Copy every line of the material, from the line holding "gray armchair | locate" through the end, inclusive, and raise each bounding-box coordinate by 129 while leaving all other lines unchanged.

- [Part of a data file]
· · · ·

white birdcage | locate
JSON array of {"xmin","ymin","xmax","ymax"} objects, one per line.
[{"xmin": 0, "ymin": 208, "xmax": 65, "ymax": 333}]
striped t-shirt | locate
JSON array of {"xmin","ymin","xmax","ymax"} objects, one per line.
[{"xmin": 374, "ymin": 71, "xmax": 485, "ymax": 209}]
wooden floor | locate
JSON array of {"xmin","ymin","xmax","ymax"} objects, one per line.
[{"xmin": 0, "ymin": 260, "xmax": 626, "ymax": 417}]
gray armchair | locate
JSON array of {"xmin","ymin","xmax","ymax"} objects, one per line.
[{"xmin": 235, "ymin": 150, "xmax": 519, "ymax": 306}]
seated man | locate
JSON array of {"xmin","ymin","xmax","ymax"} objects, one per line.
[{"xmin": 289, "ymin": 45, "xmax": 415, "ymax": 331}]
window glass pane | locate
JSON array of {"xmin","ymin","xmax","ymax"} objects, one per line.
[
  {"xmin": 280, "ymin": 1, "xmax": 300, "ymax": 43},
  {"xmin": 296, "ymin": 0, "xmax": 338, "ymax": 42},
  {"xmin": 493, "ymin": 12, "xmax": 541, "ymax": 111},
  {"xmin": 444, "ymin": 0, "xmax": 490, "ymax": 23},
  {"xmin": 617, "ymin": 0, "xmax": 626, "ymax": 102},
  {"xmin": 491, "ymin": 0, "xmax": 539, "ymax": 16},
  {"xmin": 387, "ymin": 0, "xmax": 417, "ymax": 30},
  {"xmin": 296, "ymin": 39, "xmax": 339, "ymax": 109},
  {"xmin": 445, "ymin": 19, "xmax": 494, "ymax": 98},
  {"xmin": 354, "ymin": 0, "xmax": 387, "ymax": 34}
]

· · · ·

- [Problem solution]
gray armchair | locate
JSON array of {"xmin","ymin","xmax","ymax"} objects, one per line.
[{"xmin": 364, "ymin": 279, "xmax": 648, "ymax": 435}]
seated man | locate
JSON array of {"xmin","ymin","xmax","ymax"} objects, one per line.
[{"xmin": 418, "ymin": 174, "xmax": 544, "ymax": 460}]
window glass pane | locate
JSON array of {"xmin","ymin","xmax","ymax"} objects, one per line.
[
  {"xmin": 409, "ymin": 130, "xmax": 429, "ymax": 172},
  {"xmin": 425, "ymin": 129, "xmax": 467, "ymax": 171},
  {"xmin": 622, "ymin": 141, "xmax": 670, "ymax": 240},
  {"xmin": 573, "ymin": 129, "xmax": 619, "ymax": 152},
  {"xmin": 746, "ymin": 129, "xmax": 755, "ymax": 231},
  {"xmin": 620, "ymin": 129, "xmax": 668, "ymax": 145},
  {"xmin": 516, "ymin": 129, "xmax": 546, "ymax": 159},
  {"xmin": 425, "ymin": 168, "xmax": 468, "ymax": 238},
  {"xmin": 574, "ymin": 148, "xmax": 623, "ymax": 227},
  {"xmin": 483, "ymin": 129, "xmax": 516, "ymax": 163}
]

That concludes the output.